» **SOURCE EXTRACT**:

******

- Born: 1975 (age 50–51)
- Occupation: Director
- Years active: 2008-present

= Ravi Bhargavan =

Indian film director and screenwriter

Ravi Bhargavan is an Indian film director and screenwriter who has worked on Tamil and Telugu films.

==Career==
Ravi Bhargavan began his career as a director by making a Tamil film titled Well Done (2003) starring newcomers Jayanth and Chytra Hallikeri. A film critic reviewed the film and wrote "with a flimsy story and unimaginative handling, the director here definitely does not earn a "Well Done" from the viewer".

******

» **WORK TO COMPLETE**:
(a) Rewrite the paragraph of the Ravi Bhargavan profile that begins "Ravi Bhargavan began his career" as a short list, keeping its main facts.
(b) According to the Ravi Bhargavan profile, in which two languages has he made films?
The lines that follow come from a different source.

» **INFORMATION SHOWN**:

******

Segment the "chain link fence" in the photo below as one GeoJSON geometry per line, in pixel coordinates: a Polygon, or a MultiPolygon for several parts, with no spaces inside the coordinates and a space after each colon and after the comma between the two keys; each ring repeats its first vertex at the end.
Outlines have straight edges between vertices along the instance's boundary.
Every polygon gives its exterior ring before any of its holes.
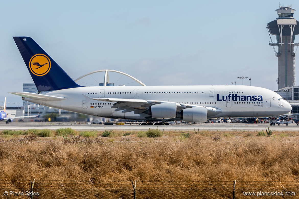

******

» **SOLUTION SET**:
(a)
- Ravi Bhargavan's first film as a director was the Tamil film Well Done (2003).
- The film starred newcomers Jayanth and Chytra Hallikeri.
- A film critic faulted its flimsy story and unimaginative handling and wrote that the director did not earn a "Well Done" from the viewer.

(b) Tamil and Telugu.